# Object Request



## Freddii (3. Dez 2009)

Hallo zusammen,

ich muss hier was sortieren und komme einfach nicht auf die richtige Lösung, obwohl ich mir ziemlich sicher bin...

Und zwar geht es um folgende Ausdrücke:
-HTTP-Header der HTTP-Anfrage
-HTTP-Header der HTTP-Antwort
-Cookies
-angefragte URL
-Request-Parameter, insbesondere Formularparameter
-Sitzungsidentifikation (sessionid)
-Letzter Zugriff auf eine JSP-Seite innerhalb einer Sitzung
-Initialisierungsinformationen der Web-Anwendung
-Initialisierungsinformationen der JSP-Seite

Diese müssen in "Lesender zugriff" und "Kein Zugriff" sortiert werden. Meine Sortierung sieht so aus (anscheint falsch  )

Lesender Zugriff:
-HTTP-Header der HTTP-Anfrage
-HTTP-Header der HTTP-Antwort
-Cookies
-angefragte URL
-Request-Parameter, insbesondere Formularparameter
-Sitzungsidentifikation (sessionid)

Kein Zugriff:
-Letzter Zugriff auf eine JSP-Seite innerhalb einer Sitzung
-Initialisierungsinformationen der Web-Anwendung
-Initialisierungsinformationen der JSP-Seite

Jemand kleine Tipps für mich?


----------



## musiKk (3. Dez 2009)

_Wer_ greift auf _was_ zu?


----------



## Freddii (3. Dez 2009)

"Geben Sie an, ob und auf welche Art und Weise mit dem impliziten JSP-Skripting-Objekt request auf die aufgeführten Informationen zugegriffen werden kann."


----------



## musiKk (3. Dez 2009)

Also ich glaube, Du hast nur einen Fehler. Das Request-Objekt enthält keine Informationen zur Antwort, darum kann nicht auf die Header der Antwort zugegriffen werden. Das geschieht über [c]response[/c].


----------



## Freddii (4. Dez 2009)

Okay, aber so klappt es auch nicht  entweder der Test ist Banane oder ich bin zu doof -.- das doofe ist, das ist ein kleiner vortest.. Ich komm sonst nicht an die richtige Aufgabe dran :/


----------



## KnutNot (27. Feb 2010)

Bist du zu einer Lösung gekommen? Ich hänge auch an dieser Aufgabe und bin am verzweifeln. :|


----------



## KnutNot (28. Feb 2010)

Lösung soweit alles richtig. SessionID kommt noch zu keinem Zugriff...

Kann man sich drüber streiten... naja. Hat mich 3 Tage gekostet.


----------

[Auszüge aus Daten zur Ortsbeschriftung]
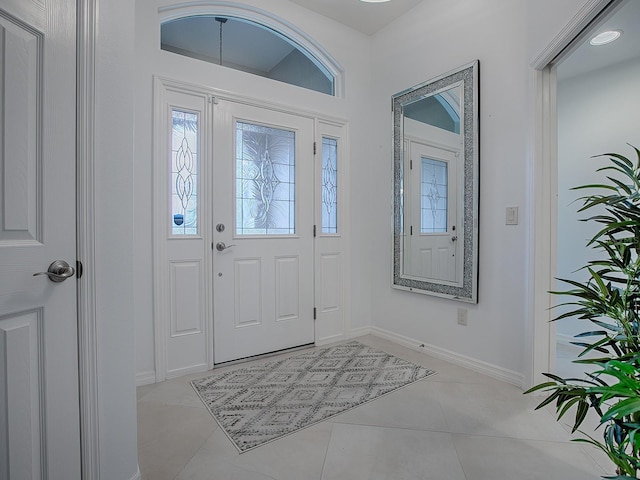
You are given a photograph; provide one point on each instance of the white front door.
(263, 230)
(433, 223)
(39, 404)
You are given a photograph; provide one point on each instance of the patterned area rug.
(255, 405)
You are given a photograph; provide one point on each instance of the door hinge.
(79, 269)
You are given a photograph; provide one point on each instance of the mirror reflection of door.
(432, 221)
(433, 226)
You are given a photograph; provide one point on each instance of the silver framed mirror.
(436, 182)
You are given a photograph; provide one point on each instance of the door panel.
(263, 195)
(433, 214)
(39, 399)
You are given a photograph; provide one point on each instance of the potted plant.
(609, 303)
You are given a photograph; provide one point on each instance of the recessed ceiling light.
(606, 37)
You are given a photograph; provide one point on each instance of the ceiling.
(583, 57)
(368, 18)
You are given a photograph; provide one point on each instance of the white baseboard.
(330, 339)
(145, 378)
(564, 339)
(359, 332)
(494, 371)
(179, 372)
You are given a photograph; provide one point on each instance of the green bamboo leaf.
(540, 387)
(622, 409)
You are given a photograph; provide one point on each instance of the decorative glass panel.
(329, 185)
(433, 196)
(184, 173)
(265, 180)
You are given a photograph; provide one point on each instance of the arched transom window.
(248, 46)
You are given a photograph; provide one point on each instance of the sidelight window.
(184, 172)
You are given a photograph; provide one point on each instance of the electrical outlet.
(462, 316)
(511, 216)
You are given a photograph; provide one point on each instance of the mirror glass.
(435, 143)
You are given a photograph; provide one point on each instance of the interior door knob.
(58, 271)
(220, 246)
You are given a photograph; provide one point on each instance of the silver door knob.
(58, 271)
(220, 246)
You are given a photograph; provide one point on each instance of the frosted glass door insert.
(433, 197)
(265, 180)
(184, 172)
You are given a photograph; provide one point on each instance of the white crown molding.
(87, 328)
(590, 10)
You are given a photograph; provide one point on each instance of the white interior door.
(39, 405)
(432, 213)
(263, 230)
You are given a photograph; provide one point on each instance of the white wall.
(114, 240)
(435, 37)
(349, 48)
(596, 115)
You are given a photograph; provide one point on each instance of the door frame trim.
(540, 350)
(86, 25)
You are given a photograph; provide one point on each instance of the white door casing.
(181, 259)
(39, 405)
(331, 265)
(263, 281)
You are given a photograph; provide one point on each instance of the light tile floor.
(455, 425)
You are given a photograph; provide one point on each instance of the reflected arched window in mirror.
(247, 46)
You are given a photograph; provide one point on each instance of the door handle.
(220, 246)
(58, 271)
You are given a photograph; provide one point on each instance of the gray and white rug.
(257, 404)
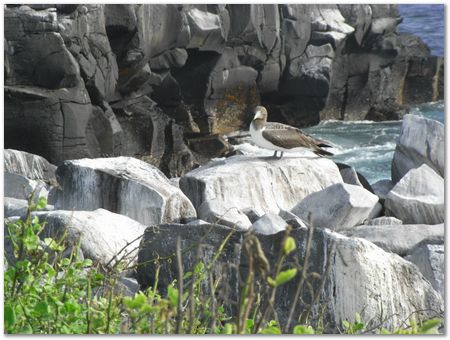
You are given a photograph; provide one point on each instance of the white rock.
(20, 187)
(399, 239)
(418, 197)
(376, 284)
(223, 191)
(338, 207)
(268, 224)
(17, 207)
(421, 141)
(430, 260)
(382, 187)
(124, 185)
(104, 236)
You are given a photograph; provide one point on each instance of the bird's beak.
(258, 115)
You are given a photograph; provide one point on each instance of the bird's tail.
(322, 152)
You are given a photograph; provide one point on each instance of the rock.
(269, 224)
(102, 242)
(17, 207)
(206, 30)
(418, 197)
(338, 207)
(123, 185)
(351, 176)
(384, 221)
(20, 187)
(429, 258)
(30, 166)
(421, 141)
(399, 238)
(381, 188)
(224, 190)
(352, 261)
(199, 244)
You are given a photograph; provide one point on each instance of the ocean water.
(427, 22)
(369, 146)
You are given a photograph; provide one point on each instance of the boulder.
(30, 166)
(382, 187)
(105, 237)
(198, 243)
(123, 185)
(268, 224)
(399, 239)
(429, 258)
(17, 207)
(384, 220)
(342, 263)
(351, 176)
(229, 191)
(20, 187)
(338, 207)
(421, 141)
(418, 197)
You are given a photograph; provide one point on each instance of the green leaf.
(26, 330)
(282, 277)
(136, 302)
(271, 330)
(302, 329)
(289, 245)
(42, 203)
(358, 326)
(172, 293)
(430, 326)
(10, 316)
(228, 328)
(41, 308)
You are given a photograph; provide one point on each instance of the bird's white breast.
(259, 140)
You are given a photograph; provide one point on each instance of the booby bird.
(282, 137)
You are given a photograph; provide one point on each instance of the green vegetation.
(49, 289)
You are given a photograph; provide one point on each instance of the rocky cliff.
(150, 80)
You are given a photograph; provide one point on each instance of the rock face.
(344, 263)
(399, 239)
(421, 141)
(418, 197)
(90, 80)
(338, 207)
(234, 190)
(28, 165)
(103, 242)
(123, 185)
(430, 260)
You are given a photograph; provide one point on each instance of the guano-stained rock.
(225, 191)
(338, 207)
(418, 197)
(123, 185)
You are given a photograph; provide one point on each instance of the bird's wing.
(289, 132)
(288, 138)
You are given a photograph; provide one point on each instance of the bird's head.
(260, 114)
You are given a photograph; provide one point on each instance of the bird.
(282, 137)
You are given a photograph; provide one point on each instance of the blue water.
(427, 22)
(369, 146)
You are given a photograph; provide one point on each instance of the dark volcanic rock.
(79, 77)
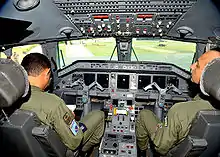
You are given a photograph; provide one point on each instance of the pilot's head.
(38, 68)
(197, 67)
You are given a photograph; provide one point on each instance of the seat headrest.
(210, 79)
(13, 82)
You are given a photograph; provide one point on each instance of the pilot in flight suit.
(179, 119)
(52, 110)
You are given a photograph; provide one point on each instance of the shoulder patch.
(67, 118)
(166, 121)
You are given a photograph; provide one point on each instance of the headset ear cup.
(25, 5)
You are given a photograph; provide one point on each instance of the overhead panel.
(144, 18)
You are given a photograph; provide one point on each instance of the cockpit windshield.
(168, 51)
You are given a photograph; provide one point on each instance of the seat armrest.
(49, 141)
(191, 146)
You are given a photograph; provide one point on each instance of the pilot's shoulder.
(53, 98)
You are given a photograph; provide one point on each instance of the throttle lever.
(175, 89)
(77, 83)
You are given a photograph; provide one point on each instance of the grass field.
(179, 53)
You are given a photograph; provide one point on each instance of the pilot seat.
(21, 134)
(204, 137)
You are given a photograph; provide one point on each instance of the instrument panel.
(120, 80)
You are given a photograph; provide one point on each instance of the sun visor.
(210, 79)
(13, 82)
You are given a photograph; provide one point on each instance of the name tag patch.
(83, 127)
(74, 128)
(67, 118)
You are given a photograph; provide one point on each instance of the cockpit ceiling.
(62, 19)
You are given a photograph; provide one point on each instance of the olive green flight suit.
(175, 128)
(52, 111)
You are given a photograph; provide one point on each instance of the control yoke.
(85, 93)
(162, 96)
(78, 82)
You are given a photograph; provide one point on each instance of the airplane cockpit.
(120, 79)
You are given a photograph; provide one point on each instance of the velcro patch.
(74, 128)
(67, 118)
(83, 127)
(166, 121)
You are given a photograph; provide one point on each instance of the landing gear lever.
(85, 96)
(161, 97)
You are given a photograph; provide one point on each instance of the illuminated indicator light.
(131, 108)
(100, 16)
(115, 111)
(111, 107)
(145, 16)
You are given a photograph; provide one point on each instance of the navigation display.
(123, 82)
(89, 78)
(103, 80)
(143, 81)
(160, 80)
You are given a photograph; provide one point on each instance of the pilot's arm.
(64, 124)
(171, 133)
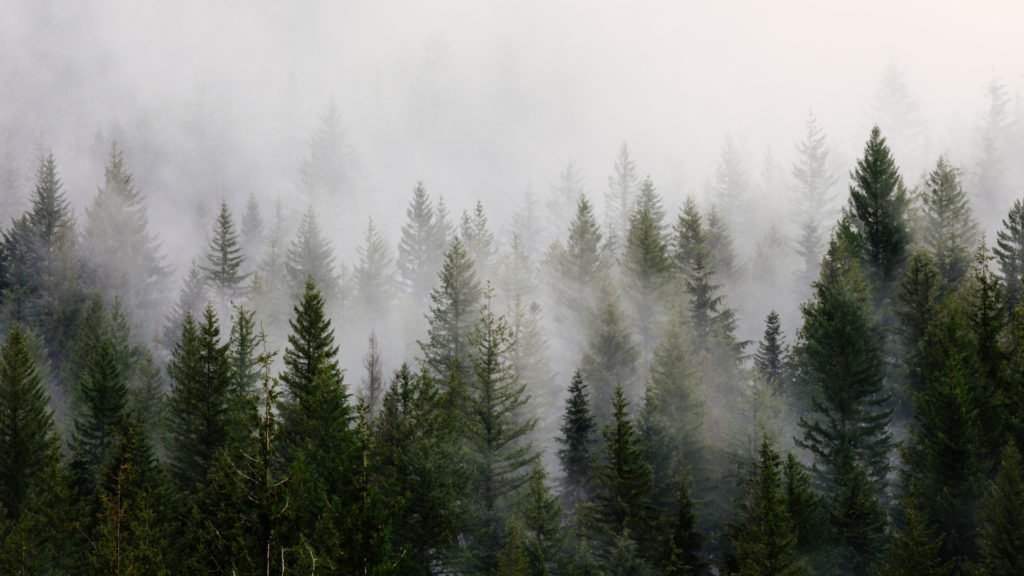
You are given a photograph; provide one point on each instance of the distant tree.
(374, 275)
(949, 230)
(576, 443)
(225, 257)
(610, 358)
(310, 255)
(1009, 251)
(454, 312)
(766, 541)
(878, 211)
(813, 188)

...

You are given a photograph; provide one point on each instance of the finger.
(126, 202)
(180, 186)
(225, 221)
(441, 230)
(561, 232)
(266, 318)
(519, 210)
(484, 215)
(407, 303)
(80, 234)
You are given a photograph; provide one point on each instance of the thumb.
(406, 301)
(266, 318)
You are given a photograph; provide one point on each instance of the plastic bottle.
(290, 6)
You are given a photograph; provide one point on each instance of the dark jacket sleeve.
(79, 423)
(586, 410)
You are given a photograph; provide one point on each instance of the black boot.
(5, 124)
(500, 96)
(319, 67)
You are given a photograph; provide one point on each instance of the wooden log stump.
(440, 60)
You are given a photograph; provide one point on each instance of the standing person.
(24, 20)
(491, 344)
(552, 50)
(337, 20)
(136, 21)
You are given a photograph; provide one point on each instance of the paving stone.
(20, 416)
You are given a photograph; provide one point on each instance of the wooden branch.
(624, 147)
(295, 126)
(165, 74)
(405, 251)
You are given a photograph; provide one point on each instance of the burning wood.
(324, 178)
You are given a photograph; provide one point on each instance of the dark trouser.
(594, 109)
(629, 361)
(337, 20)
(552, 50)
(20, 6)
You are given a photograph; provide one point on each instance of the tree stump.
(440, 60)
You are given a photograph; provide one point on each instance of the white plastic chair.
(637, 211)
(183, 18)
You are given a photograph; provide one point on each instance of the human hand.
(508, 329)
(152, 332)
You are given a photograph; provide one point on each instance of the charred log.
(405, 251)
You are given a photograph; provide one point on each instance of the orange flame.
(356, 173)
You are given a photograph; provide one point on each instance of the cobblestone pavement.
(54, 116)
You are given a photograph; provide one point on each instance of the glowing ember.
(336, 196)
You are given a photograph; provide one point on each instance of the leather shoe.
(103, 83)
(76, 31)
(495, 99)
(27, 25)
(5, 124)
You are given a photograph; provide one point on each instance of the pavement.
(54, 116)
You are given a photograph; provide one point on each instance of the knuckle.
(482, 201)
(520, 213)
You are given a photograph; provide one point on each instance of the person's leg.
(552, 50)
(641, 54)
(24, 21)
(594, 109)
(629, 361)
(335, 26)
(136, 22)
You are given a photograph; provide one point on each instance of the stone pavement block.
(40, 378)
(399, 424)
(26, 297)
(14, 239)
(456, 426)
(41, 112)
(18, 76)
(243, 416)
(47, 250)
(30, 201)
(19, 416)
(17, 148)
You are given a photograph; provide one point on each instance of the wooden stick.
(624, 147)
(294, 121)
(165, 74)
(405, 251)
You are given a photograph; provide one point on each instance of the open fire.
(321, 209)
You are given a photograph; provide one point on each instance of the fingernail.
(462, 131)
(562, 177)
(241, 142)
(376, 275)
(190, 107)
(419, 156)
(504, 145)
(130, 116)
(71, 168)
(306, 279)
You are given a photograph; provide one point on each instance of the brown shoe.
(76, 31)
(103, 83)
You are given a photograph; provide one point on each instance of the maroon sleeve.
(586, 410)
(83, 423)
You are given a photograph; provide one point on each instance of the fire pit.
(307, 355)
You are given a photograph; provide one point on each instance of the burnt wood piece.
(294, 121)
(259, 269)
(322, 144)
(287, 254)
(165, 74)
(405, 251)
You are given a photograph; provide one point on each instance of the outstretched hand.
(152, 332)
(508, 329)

==

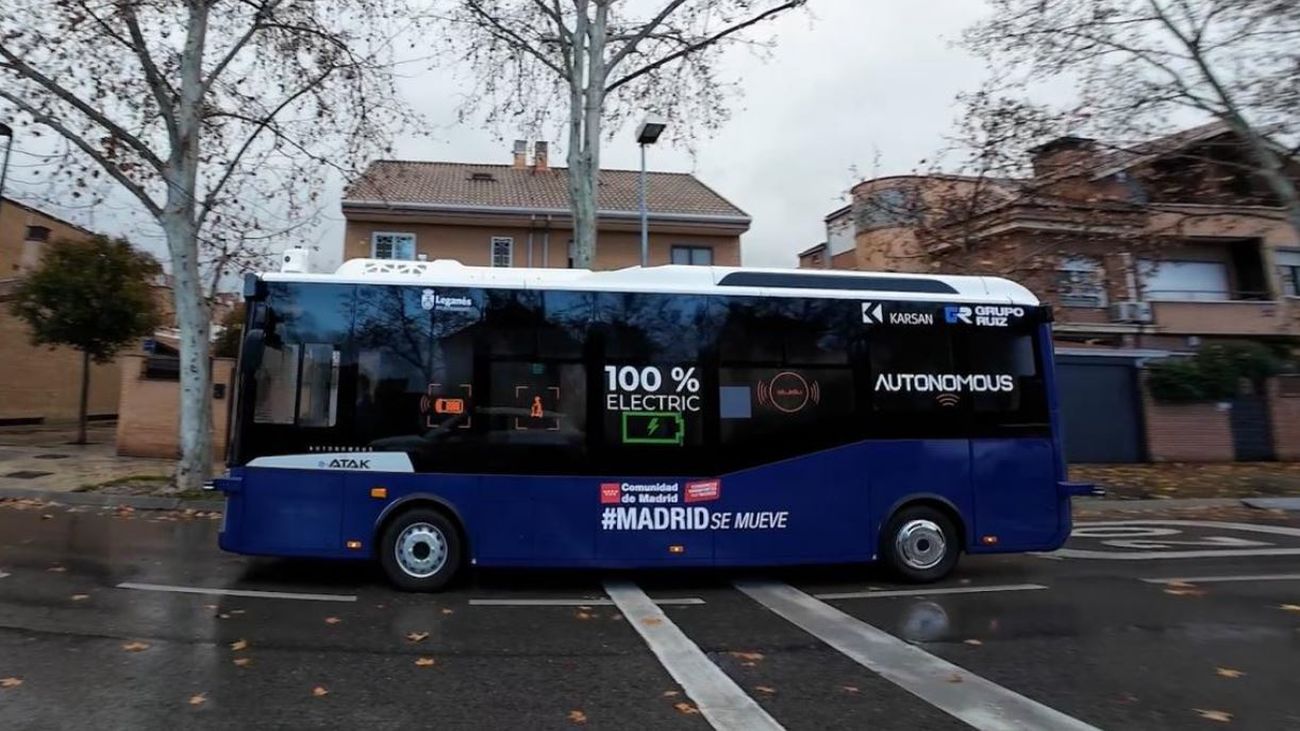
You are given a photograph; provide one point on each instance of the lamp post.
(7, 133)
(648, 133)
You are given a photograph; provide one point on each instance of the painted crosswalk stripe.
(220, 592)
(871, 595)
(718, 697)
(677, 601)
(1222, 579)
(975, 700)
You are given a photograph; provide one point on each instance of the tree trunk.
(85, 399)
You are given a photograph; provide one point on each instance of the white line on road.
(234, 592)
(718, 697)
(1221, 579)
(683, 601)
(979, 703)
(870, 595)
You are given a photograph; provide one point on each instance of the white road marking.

**Aufgaben**
[1] Stimmen diese Aussagen mit der Forumsdiskussion überein? Antworte jeweils mit Ja oder Nein und zitiere die entscheidenden Worte wörtlich. (a) Nach musiKk kommt man über das Objekt request nicht an die Header der Antwort. (b) KnutNot hat für die Aufgabe zwei Tage gebraucht. (c) Laut KnutNot gehört die Sitzungsidentifikation zu „Kein Zugriff“.
[2] Schreib den Teil der Forumsdiskussion wortgetreu ab, der mit den Worten „## KnutNot (28.“ anfängt und mit „3 Tage gekostet.“ aufhört.

**Lösungen nacheinander**
[1]
(a) Ja: „Das Request-Objekt enthält keine Informationen zur Antwort, darum kann nicht auf die Header der Antwort zugegriffen werden.“
(b) Nein: „Hat mich 3 Tage gekostet.“
(c) Ja: „SessionID kommt noch zu keinem Zugriff“

[2]
## KnutNot (28. Feb 2010)

Lösung soweit alles richtig. SessionID kommt noch zu keinem Zugriff...

Kann man sich drüber streiten... naja. Hat mich 3 Tage gekostet.